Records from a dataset
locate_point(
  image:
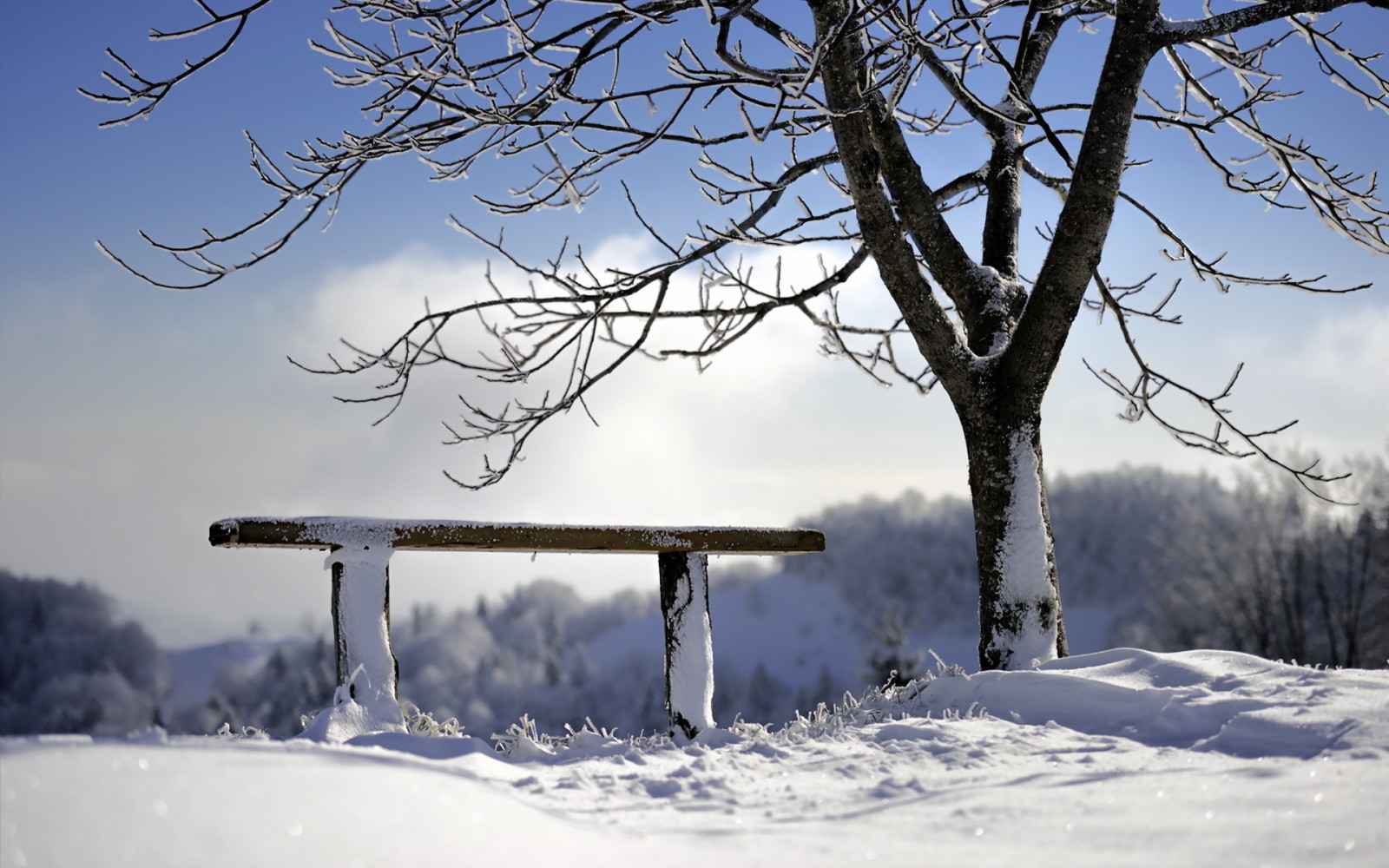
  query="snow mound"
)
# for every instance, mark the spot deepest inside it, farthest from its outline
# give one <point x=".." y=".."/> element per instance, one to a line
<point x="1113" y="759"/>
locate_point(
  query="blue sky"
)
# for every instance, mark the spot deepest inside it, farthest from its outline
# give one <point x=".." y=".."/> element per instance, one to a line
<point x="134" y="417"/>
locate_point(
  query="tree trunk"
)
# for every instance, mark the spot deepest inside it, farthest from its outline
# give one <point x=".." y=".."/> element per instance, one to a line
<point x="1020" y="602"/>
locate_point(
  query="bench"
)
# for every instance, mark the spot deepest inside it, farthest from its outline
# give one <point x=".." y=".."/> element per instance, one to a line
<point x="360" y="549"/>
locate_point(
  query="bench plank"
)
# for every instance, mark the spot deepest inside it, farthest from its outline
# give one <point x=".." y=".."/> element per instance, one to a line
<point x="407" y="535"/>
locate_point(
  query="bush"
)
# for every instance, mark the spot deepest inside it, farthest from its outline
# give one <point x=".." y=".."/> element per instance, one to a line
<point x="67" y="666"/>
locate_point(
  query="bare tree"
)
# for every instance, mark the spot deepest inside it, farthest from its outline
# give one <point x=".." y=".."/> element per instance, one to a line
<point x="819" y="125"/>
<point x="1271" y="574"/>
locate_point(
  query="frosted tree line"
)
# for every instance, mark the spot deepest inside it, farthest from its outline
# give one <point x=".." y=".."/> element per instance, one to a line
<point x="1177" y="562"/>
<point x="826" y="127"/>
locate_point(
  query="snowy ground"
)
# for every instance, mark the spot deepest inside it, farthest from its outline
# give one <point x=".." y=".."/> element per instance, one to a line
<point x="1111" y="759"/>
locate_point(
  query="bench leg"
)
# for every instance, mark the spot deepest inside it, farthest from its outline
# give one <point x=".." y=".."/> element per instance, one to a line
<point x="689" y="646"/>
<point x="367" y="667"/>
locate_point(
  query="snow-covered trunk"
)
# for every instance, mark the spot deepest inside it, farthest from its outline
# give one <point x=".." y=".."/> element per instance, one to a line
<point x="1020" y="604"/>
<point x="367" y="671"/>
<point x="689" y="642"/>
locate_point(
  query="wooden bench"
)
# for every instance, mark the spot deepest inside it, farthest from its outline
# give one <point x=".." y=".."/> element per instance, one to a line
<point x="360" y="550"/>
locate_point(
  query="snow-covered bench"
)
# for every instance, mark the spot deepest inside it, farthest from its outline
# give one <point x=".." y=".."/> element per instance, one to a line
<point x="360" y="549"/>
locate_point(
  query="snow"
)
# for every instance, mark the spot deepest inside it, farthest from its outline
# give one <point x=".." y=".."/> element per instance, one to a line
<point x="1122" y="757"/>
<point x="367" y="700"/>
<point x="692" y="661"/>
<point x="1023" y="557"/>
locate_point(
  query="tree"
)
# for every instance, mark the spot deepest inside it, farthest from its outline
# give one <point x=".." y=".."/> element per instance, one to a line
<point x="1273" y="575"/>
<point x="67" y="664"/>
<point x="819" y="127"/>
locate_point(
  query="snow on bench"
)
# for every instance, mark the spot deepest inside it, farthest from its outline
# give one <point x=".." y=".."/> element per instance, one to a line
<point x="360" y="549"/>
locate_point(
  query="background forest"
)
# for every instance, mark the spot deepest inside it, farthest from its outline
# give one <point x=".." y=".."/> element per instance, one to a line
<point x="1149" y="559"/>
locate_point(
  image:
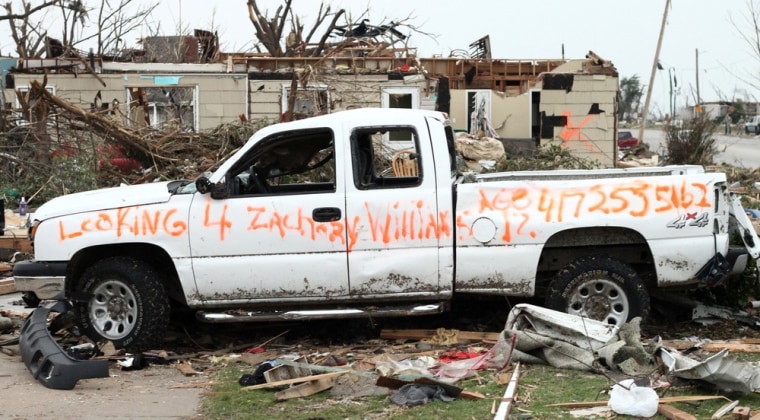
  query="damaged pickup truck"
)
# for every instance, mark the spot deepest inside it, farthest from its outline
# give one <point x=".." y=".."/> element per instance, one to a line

Problem requirements
Leave the pictures out and copy the rest of the data exactly.

Written solution
locate_point(
  image:
  query="snow mound"
)
# for every instance, mark the spot deepest inside it, farthest from its outline
# give one <point x=".." y=".."/> element per instance, one to a line
<point x="1113" y="759"/>
locate_point(
  query="blue sky"
)
# for every instance, mark the spot deepest inside it, farthest from its outline
# give one <point x=".." y=".."/> element per instance, one to a line
<point x="134" y="417"/>
locate_point(
  query="tree trunk"
)
# for every instance, mark the spot deepest inside it, farthest from its outline
# give one <point x=".." y=".."/> element per instance, one to a line
<point x="1020" y="602"/>
locate_point(
  query="bench"
)
# for every instance, mark the spot deepest inside it, farthest from its outline
# give one <point x=".." y=".."/> element per instance, one to a line
<point x="360" y="549"/>
locate_point(
  query="bench plank"
)
# for every instance, mark the spot deepest inside it, farthest from its outline
# give one <point x=".." y=".."/> element per instance, one to a line
<point x="407" y="535"/>
locate_point(
  query="bush"
)
# for every instance, mark the spot deepest inside it, farthest from its outline
# give one <point x=".." y=".."/> element per instance, one to a line
<point x="67" y="666"/>
locate_point(
  query="bare tree"
)
# for every instance, mark the spot deepest inside it, farthest from its outline
# give one <point x=".." y=".."/> element per instance, one to a line
<point x="819" y="125"/>
<point x="1271" y="574"/>
locate_point(
  query="frosted tree line"
)
# for every instance, mark the spot deepest inside it, farthest from its outline
# give one <point x=".." y=".."/> element per instance, one to a line
<point x="1177" y="562"/>
<point x="826" y="127"/>
locate_point(
  query="snowy ground"
)
# for every instance, mark the spot deepest inside it, farthest from its outline
# give one <point x=".." y=".."/> element per instance, one to a line
<point x="1111" y="759"/>
locate_point(
  query="bench leg"
)
# for every instance, mark the spot deepest inside it, farthest from its outline
# give one <point x=".." y=".."/> element per instance, one to a line
<point x="689" y="646"/>
<point x="367" y="667"/>
locate_point(
  query="snow-covered trunk"
)
# for every instance, mark the spot deepest inside it, farthest from its outline
# give one <point x=".." y=".."/> element per instance, one to a line
<point x="1020" y="604"/>
<point x="367" y="671"/>
<point x="689" y="642"/>
locate_point(
  query="wooden bench"
)
# for every instance, mark the spot deepest inside it, farthest from its outline
# give one <point x=".." y=".."/> element per instance, one to a line
<point x="360" y="550"/>
locate_point(
  query="snow-covered bench"
)
# for every instance, mark the spot deepest inside it, farthest from its outline
# give one <point x=".." y=".."/> element per instance, one to a line
<point x="360" y="549"/>
locate_point(
  query="snow"
)
# for every instance, mark the spot deepest inside it, farthest from its outline
# give one <point x=".." y=".."/> element per instance, one to a line
<point x="1122" y="757"/>
<point x="367" y="700"/>
<point x="692" y="661"/>
<point x="1023" y="557"/>
locate_point(
  query="tree"
)
# for every instance, mark the spot deepest inside it, farthest from its outline
# give one <point x=".." y=".."/> element per instance, one to a line
<point x="1273" y="575"/>
<point x="67" y="664"/>
<point x="819" y="127"/>
locate_point(
  query="snow on bench"
)
# for every instance, mark the spot deepest inside it, farthest from its outline
# give one <point x=".." y=".."/> element per instance, one to a line
<point x="360" y="549"/>
locate_point(
  query="background forest"
)
# for every instance, mark the spot deepest inside it, farthest from its outline
# give one <point x=".." y=".."/> element per instance, one to a line
<point x="1149" y="559"/>
locate_point(
  image:
  query="damaged pickup truck"
)
# for every instance, mark the spot deepest inside it, farthest from its outline
# give one <point x=".." y=".."/> element per instance, one to a line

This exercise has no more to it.